* Work to complete:
(a) Reproduce the passage of the Susan Carmen-Duffy profile that opens with "Robin L. Flanigan" and closes with "rotating monthly exhibit.", word for word.
(b) Continue the profile of artist Susan Carmen-Duffy, picking up after its last sentence.

* Excerpted passage:
------------------------------

LIFESTYLE

Artist with heart: Susan Carmen-Duffy

Robin L. Flanigan

"I still hear my mother saying to me, 'You mistake art for who you are, as opposed to what you do,' " says multimedia artist Susan Carmen-Duffy. "Art is in every cell of my being. I'm happiest when I have a paintbrush or lump of clay or collage paper in my hands."

Carmen-Duffy's 600-square-foot studio, in the Hungerford Building on East Main Street, is also home to Create Art 4 Good, an organization that supports both artists and those in need. She works full time managing the media labs at West Irondequoit High School but can be found at the studio most every day of the week, working on her own art, hosting workshops and curating a rotating monthly exhibit.

"I'll work with almost anything," says Carmen-Duffy, 53, who lives in Irondequoit. "When you use a multitude of media in one piece, each has its strengths. Watercolor is great for washes and background. You enhance that with colored pencil for more detail and richness of color. Throw in a little collage and ink ... It's just the best."

------------------------------

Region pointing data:
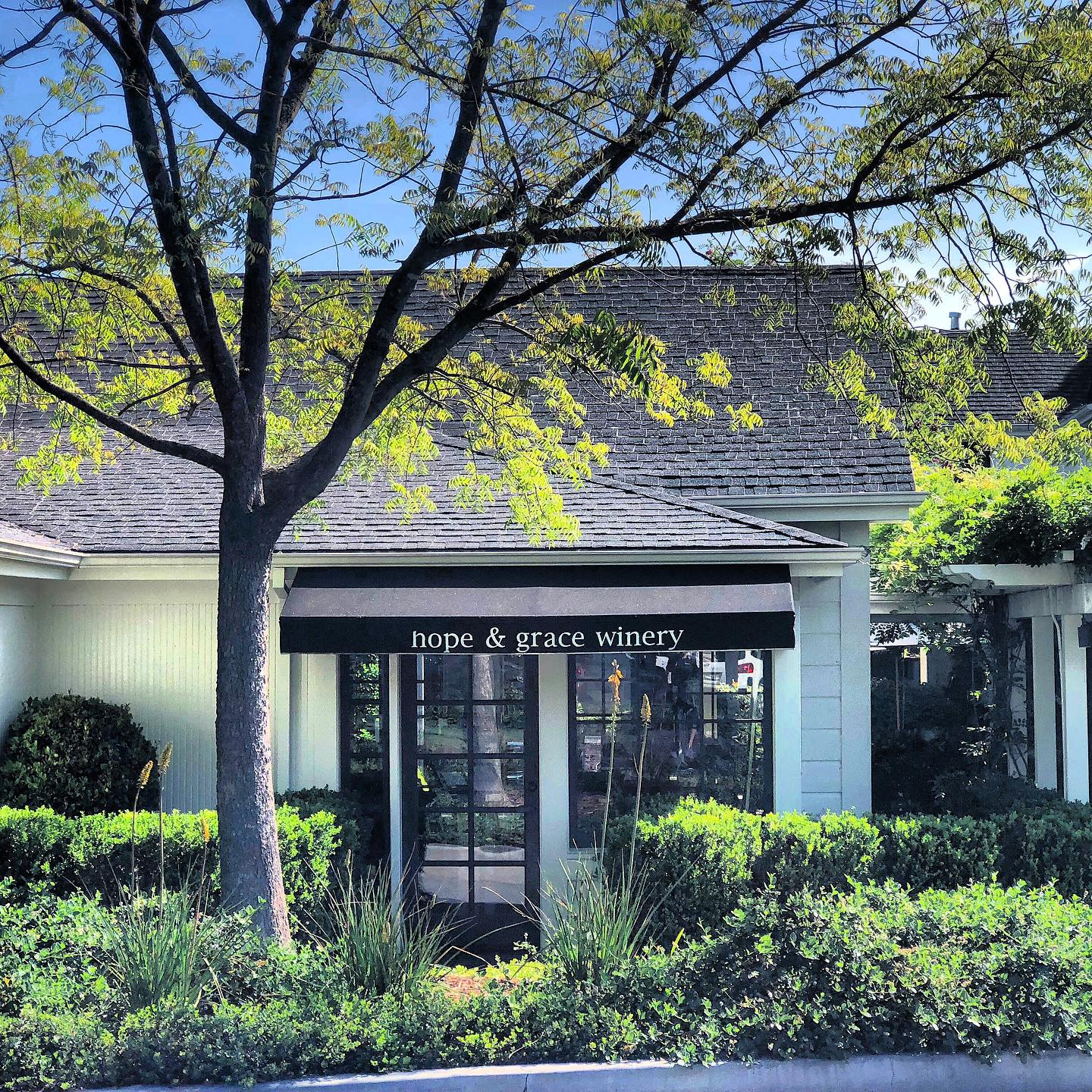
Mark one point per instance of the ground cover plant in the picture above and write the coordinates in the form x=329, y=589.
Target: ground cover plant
x=982, y=970
x=762, y=936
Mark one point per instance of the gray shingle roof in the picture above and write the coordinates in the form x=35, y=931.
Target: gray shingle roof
x=14, y=535
x=154, y=504
x=808, y=442
x=1022, y=370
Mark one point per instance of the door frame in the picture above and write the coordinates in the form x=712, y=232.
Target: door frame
x=532, y=796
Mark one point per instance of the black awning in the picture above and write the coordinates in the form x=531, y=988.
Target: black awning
x=538, y=608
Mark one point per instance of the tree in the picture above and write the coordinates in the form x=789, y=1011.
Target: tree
x=155, y=203
x=1025, y=516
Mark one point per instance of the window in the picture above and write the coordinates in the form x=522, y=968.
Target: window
x=469, y=787
x=362, y=722
x=709, y=733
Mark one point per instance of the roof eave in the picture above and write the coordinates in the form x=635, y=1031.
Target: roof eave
x=814, y=561
x=873, y=507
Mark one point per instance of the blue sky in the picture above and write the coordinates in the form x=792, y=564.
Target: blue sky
x=305, y=241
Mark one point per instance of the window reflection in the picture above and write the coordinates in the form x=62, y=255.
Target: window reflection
x=707, y=732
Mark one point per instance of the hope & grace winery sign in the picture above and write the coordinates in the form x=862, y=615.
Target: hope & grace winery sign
x=504, y=639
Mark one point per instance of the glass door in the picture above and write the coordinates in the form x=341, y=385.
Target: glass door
x=469, y=766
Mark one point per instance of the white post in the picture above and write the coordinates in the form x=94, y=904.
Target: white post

------------------------------

* Answers by task:
(a)
Robin L. Flanigan

"I still hear my mother saying to me, 'You mistake art for who you are, as opposed to what you do,' " says multimedia artist Susan Carmen-Duffy. "Art is in every cell of my being. I'm happiest when I have a paintbrush or lump of clay or collage paper in my hands."

Carmen-Duffy's 600-square-foot studio, in the Hungerford Building on East Main Street, is also home to Create Art 4 Good, an organization that supports both artists and those in need. She works full time managing the media labs at West Irondequoit High School but can be found at the studio most every day of the week, working on her own art, hosting workshops and curating a rotating monthly exhibit.

(b)
Starting out with hand-built clay in the late 1980s, she later switched her focus to colored pencils. When a friend asked how long she'd been creating mandalas, Carmen-Duffy had never heard of the complex, abstract, typically circular designs used by Tibetan Buddhists and Native Americans as a means for personal growth and spiritual transformation. She immediately bought a book about them and stayed up all night, reading and sobbing.

"It was like, 'That's what I do,' " she recalls. "There was a power that came with drawing mandalas, and I was just completely intrigued. Something in me changed. There was a quiet confidence that welled up in me as a result."

That confidence "attached the spiritual and creative parts" of her life and led her to experiment with "any medium I could get my hands on," she adds.

Carmen-Duffy founded Create Art 4 Good in August 2011. At the time she felt fragmented, known at her former job captioning audio information for hard-of-hearing students as "someone who could type 180 words a minute" instead of as a passionate artist who liked to help others. (She grew up with parents who invited impoverished strangers to dinner and gave 10 percent of their income to charity, regardless of their own financial position.) She decided to write a business plan and open a gallery. That dream came to fruition in October 2013.

Twenty percent from the commission of every sale is donated to one of four community-based charities: Human Touch Initiative, which provides massage to people with cancer; Camp Hope, which offers family camp experiences for single and blended families; the Josh Rojas Foundation, which assists families suffering the sudden loss of a child; and the Alle Shea Project, which raises awareness and money for Type II Osteogenesis Imperfecta, a genetic disorder characterized by brittle bones.

Customers decide the charity they want their purchases to help.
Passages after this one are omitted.